══ RECORDS SHOWN ══

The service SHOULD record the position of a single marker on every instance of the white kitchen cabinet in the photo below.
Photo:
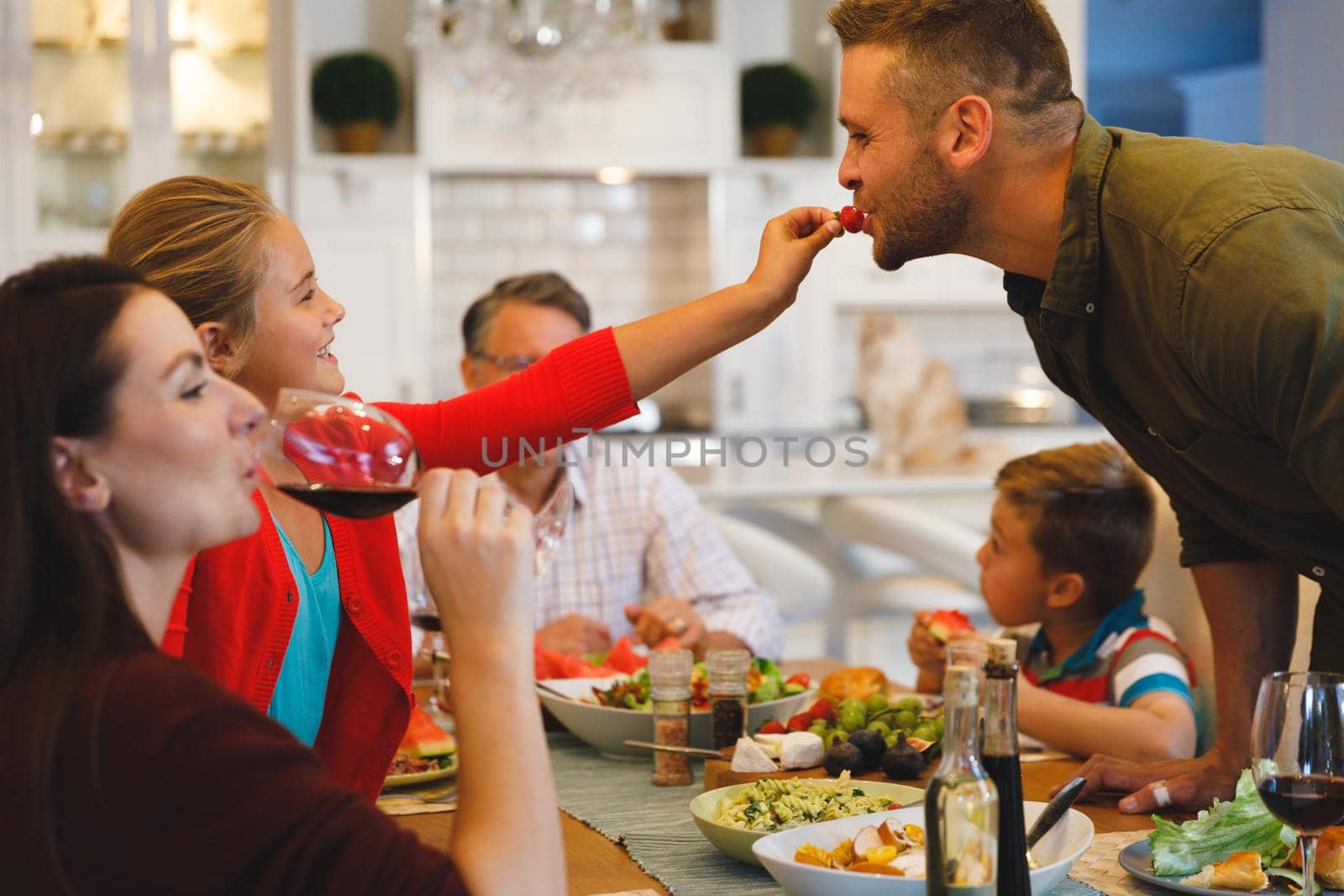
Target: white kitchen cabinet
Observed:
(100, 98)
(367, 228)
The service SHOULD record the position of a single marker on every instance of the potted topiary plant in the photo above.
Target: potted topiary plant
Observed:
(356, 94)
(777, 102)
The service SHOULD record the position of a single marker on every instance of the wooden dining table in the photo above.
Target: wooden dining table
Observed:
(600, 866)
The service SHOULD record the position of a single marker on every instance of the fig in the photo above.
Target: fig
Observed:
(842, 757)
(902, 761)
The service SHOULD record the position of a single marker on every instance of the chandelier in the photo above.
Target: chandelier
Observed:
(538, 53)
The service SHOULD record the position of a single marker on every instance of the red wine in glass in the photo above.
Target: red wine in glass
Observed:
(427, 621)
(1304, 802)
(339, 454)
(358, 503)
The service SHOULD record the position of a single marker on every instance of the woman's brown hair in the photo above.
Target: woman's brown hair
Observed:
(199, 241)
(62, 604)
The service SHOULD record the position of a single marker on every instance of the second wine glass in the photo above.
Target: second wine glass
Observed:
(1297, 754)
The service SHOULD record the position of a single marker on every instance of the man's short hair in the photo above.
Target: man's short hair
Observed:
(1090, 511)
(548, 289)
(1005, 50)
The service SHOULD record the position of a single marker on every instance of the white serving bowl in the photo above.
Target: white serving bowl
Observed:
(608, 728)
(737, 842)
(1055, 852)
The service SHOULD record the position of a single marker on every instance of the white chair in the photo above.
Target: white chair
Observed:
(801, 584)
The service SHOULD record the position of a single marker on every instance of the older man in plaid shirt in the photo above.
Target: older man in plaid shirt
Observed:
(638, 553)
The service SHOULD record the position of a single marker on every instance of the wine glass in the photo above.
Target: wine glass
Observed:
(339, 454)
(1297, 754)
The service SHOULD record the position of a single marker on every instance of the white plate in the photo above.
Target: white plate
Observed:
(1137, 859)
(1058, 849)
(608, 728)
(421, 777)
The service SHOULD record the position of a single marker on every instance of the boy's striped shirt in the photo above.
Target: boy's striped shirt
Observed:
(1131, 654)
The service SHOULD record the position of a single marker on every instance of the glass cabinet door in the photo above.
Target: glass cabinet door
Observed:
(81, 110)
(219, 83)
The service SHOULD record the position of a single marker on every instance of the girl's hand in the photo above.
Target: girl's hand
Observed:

═══

> WHAT IS REQUIRED
Only the pictures are to be left out, and all of the data must otherwise be transcribed exactly.

> COMPLETED EXERCISE
The service SHOULD record the position of a single marker on every instance of the white kitchen cabinet in the photo below.
Photo:
Target: white kitchen cabinet
Observed:
(100, 98)
(367, 228)
The service SHOULD record the position of a single marker on every instance of the potted topiary plant in the photo above.
Target: potted topiary plant
Observed:
(356, 94)
(777, 102)
The service SHOULD record the position of a single marker on every instance of the wooden dining table in the photo above.
Target: wooden dining table
Observed:
(600, 866)
The service SHOULD record the position of a single marker on every instance of the fig in the photo above.
Target: fig
Observed:
(842, 757)
(902, 761)
The service SHOULD record the position of a single marker on every instance of the chandelier in the photo above.
Target: chandelier
Observed:
(538, 53)
The service SHOULD record the position of a single marker on every instance of the red wine in glass in the photo above.
Target: red wine in glass
Observed:
(427, 621)
(1304, 802)
(339, 454)
(358, 503)
The service SHOULD record the position of a single marker on every instance of the woman's brown hair in the photo above.
Target: woman's brown hair
Observed:
(199, 241)
(62, 604)
The service SHOULD record the position of a single marker on every instance of the second wine glass in the photo above.
Target: second wine glass
Observed:
(1297, 754)
The service SHOULD record the position of a single marker on every instance of the man's short hair in the photo above.
Target: man's short hair
Observed:
(1090, 511)
(548, 289)
(1005, 50)
The service SHOULD record the position of a single marker on every instance of the white serving bowl in the photo above.
Target: white serving bowl
Observed:
(608, 728)
(737, 842)
(1055, 852)
The service SHOULD record the position of a single marker on every instance of the white chair in the photo above.
Target: white chair
Observed:
(801, 584)
The service SHOULD record the position of a single marker on every instance of the older man in plaid shirt in the photo above.
Target: older man in plaid shirt
Observed:
(638, 553)
The service SHOULD record the position of a single marker on every instance of the wine glass in the photo above.
Target: wine glass
Observed:
(339, 454)
(1297, 754)
The service SHOULD record the position of a single marker on every instance of the white plate in the photo above.
Target: white plate
Observed:
(1137, 859)
(1058, 849)
(608, 728)
(421, 777)
The service SHOULD record the position of a single marker on every instance of the boy's striped shirt in the photo above.
Target: boy's striped shirt
Observed:
(1131, 654)
The service SHOULD record the position of a single marker on every instance of the glass cabinet door in the photo above.
Target: glass cabinet door
Observed:
(81, 110)
(219, 83)
The service SHOULD record the position of a single marker on every instance of the girl's hand in the photo above.
Target: girl's hand
Observed:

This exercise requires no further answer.